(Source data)
* * * * * * * * *

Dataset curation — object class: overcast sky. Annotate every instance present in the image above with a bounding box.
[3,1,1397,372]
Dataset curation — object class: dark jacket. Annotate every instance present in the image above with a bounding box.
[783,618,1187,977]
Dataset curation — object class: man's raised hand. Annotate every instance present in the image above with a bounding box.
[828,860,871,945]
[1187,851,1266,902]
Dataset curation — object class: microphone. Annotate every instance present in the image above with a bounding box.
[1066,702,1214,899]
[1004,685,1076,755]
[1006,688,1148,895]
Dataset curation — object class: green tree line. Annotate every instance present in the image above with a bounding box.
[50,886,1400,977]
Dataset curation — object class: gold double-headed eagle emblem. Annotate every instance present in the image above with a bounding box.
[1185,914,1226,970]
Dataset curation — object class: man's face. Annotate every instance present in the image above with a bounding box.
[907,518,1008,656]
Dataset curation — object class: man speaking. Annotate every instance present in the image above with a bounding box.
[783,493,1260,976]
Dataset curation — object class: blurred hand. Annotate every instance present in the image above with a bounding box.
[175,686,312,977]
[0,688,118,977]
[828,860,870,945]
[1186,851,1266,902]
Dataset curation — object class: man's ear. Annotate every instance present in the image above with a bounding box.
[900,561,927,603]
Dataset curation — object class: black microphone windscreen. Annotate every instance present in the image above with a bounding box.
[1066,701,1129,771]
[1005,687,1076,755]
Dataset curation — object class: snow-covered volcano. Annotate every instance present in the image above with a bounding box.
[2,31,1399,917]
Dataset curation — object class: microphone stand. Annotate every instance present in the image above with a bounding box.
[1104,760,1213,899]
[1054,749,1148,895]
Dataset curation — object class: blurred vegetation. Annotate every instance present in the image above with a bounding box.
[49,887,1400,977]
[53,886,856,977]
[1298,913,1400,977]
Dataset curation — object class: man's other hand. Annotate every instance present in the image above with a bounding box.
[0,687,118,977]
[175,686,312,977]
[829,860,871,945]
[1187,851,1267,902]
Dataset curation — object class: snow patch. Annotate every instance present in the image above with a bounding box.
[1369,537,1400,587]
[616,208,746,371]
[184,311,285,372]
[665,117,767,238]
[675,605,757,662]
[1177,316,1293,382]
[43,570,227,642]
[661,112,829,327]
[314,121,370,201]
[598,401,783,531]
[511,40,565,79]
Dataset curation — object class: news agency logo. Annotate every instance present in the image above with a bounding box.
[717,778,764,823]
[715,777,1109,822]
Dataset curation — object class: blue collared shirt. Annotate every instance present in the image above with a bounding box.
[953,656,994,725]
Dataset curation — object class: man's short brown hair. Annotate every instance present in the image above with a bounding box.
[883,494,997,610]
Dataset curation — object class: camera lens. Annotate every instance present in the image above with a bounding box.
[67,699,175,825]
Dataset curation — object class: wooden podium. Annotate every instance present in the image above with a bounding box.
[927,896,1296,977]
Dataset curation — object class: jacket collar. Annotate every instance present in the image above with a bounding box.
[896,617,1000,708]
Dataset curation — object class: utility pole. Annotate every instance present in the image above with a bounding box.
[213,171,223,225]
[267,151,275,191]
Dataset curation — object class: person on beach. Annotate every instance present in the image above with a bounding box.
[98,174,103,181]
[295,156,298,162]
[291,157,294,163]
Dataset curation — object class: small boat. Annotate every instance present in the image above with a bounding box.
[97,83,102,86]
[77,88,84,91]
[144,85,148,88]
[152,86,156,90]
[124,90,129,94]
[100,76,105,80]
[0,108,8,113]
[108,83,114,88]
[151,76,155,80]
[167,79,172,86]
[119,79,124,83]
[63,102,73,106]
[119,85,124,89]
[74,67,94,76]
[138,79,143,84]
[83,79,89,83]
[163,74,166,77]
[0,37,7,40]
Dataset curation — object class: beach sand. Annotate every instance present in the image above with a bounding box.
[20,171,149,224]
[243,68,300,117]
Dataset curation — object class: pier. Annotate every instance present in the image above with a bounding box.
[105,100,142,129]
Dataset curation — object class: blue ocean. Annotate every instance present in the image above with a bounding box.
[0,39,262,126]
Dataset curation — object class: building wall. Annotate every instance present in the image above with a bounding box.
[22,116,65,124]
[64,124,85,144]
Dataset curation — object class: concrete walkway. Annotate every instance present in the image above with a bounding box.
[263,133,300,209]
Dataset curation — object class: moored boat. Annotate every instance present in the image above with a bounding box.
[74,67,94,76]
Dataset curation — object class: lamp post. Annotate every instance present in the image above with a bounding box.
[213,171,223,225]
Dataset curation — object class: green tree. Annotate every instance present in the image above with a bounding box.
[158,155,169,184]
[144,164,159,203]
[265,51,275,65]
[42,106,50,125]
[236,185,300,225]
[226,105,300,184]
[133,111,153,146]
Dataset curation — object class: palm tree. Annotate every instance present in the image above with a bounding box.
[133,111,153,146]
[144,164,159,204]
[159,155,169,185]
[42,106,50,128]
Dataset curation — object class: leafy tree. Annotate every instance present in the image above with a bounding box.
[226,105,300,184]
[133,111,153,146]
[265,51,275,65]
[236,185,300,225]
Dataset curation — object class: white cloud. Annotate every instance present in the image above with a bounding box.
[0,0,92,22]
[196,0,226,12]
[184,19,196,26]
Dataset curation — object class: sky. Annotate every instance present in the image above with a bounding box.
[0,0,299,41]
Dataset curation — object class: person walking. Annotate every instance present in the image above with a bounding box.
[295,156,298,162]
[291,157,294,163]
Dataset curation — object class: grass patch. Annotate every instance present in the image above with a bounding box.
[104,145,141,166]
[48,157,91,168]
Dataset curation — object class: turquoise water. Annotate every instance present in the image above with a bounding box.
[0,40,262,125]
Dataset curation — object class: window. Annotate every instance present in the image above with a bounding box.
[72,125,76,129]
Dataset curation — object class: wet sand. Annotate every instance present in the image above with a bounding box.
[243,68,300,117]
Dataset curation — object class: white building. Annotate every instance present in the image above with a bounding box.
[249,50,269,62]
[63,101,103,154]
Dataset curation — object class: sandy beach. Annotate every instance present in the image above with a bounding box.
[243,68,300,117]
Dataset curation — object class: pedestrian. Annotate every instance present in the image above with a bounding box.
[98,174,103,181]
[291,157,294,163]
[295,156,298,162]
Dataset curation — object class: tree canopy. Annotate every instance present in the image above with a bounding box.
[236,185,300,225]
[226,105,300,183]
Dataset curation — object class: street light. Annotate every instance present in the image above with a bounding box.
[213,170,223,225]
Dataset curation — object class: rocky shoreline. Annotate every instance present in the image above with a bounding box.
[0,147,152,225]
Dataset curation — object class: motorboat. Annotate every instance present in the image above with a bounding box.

* * * * * * * * *

The problem:
Repeat the lines above exactly.

Result of the task:
Dataset curation — object class: overcast sky. Annotate every instance present in the image above with a bounding box.
[3,1,1397,372]
Dataset curation — object class: dark jacket. Annotate every instance present in the image above with a bounding box.
[783,618,1187,977]
Dataset curation — object class: man's raised hand. Annotate every instance present in the image above with a bounding box.
[828,860,871,945]
[1187,851,1266,902]
Dataset curation — object class: microphone. Annotate every instance present in the image above with a bounding box.
[1066,702,1214,899]
[1004,685,1076,755]
[1006,688,1148,895]
Dataset curation — object class: green tree line. Annotate every instance present in the image above with a bounding box.
[50,886,1400,977]
Dataset curation — object class: gold double-headed eagle emblem. Annotate every instance present in the image above with a bounding box.
[1185,914,1226,970]
Dataset curation — object class: man's face. Annotate every instance present in the image above with a bounding box.
[907,518,1008,656]
Dataset curation — object class: man speaking. Annotate every instance present in the image above with a bounding box.
[783,493,1260,976]
Dataset curation — object class: blurred hand. Annotate every instance present in the image above with a bounding box.
[175,686,312,977]
[0,688,118,977]
[828,860,870,945]
[1186,851,1266,902]
Dataset curation — object class: man's ear. Annotate every instance present in the image above with a bounding box.
[900,561,927,603]
Dataset curation — object class: black microphone windscreen. Annotate every instance present in the image above with a bounding box.
[1066,701,1129,771]
[1005,687,1076,755]
Dataset curation — object class: snow-covered volcano. Annotate every instance present in the image above with a bounding box.
[2,31,1399,917]
Dataset curation — object class: microphone stand. Annotate every instance present in the image above with a bounding box.
[1104,760,1213,899]
[1054,749,1148,895]
Dataset curation — object class: blurred vegetation. Annotate every instance present in the image above with a bounding box.
[49,887,1400,977]
[53,886,856,977]
[1298,913,1400,977]
Dataset curation — object class: man's other hand. Annotate every instance present in the image above with a bounding box.
[0,687,118,977]
[175,686,312,977]
[829,860,871,945]
[1187,851,1267,902]
Dataset curation — object class: snow patch. Annotate every instance present in the image above with a bounding box.
[1369,537,1400,587]
[616,208,746,371]
[184,311,285,372]
[665,117,767,238]
[675,605,757,662]
[1177,316,1293,382]
[43,570,227,642]
[661,112,829,327]
[314,121,370,201]
[598,401,783,531]
[511,40,565,79]
Dataset curation — object class: news agency logo. Annotate every instance present in the image above with a bounding box.
[717,778,764,823]
[715,777,1109,822]
Dataset curation — object class: blue collared shirt. Annotate every instance present in the image above with a bounding box.
[953,656,994,725]
Dataset curation — object class: man's short brown hair. Annotate every instance present in the image above with a bounding box.
[883,494,997,610]
Dataset curation — object class: camera lens. Annotate every instance present in the image above with a bounding box.
[67,699,175,825]
Dataset curation — object class: wooden podium. Annotate every instance present in the image above with a bounding box.
[927,896,1296,977]
Dataset curation — object class: jacket collar. Annotate every instance present in the image above with a bounding box.
[896,617,1000,708]
Dataset curation — object class: utility pole. Annotate every instance present in the image above with a bounding box.
[213,171,223,225]
[267,151,275,191]
Dataset curation — object class: person on beach. Annotate every instance present in the image above with a bounding box.
[98,174,103,181]
[295,156,298,162]
[291,157,294,163]
Dataset curation — object class: small boat. Annotate every instance present in the image above with a bounding box.
[97,83,102,86]
[77,88,84,91]
[144,85,148,88]
[152,86,156,90]
[124,90,129,94]
[100,76,105,80]
[0,108,8,113]
[108,83,114,88]
[151,76,155,80]
[167,79,172,86]
[119,79,124,83]
[63,102,73,106]
[119,85,124,89]
[74,67,94,76]
[138,79,143,84]
[83,79,89,83]
[163,74,166,77]
[0,37,7,40]
Dataset curation — object class: beach sand. Annotate every instance present in the image above with a bounding box.
[20,171,149,224]
[243,68,300,117]
Dataset curation — object class: pier. Annotate every instance present in the image above with a bounding box.
[105,100,142,129]
Dataset curation — object class: blue ocean. Annotate every instance present in the image above with a bounding box.
[0,39,262,126]
Dataset curation — object class: building wall. Annotate every instance present in the image above with a bounding box.
[22,116,65,124]
[64,124,85,144]
Dataset curation — object class: concrete walkway. Annotate every instance present in the image above with a bounding box.
[263,133,300,209]
Dataset curation — object class: moored boat. Annotate every instance present in the image above with a bounding box.
[74,67,94,76]
Dataset curation — object class: lamp post. Annotate every instance present in the image above with a bounding box.
[213,171,223,225]
Dataset curation — object class: green tree. Annotate every instance present in the image above with a bounding box.
[158,155,169,184]
[144,164,159,203]
[265,51,275,65]
[42,106,50,125]
[236,185,300,225]
[226,105,300,184]
[133,111,153,146]
Dataset curation — object class: palm tree. Annotate every instance present in the image above with a bounding box.
[133,111,153,146]
[144,164,159,204]
[159,155,169,185]
[42,106,50,128]
Dataset curation — object class: leafy tree. Annotate every instance present in the image above with a bounding box.
[226,105,300,184]
[133,111,153,146]
[265,51,275,65]
[236,185,300,225]
Dataset curation — object class: white cloud. Annotate every instance present in the image above with a bounding box.
[0,0,92,22]
[196,0,226,12]
[184,19,196,26]
Dataset curation — object class: sky. Annotate every instance present in the image above with a bounding box.
[0,0,299,41]
Dataset curation — object class: person walking. Annotate every instance present in the image above with a bounding box.
[295,156,298,162]
[291,157,294,163]
Dataset curation — object class: grass patch. Annotate every instance present in the image above with a bounding box.
[104,145,141,166]
[48,157,91,168]
Dataset curation — object class: turquoise water. Annotate every instance present in the image above with a bounding box.
[0,40,262,125]
Dataset curation — object class: window. Annotate every instance present in the image above with a bounding box.
[72,125,76,129]
Dataset curation — object class: wet sand. Annotate every instance present in the image above with a bounding box.
[243,68,300,117]
Dataset curation — object class: white building. Annotate every instance present in the image above with a bounding box.
[249,50,269,62]
[63,101,103,154]
Dataset curation — object class: sandy beach. Annotate every instance present in the image above with a bounding box.
[243,68,300,117]
Dataset curation — object class: pedestrian. Annotate every instance present in the image above with a bounding box.
[98,174,103,181]
[291,157,294,163]
[295,156,298,162]
Dataset curation — object class: tree canopy. Annotate every instance present in the image above with a bounding box.
[236,185,300,225]
[226,105,300,183]
Dataset curation — object class: street light. Annotate every instance present in the image above with a bounding box.
[213,170,223,225]
Dataset curation — object class: rocky shoreline. Annotate every instance present in the image above with a bounding box.
[0,147,152,225]
Dataset curation — object class: motorboat. Annotate every instance present in the image above with a bounding box.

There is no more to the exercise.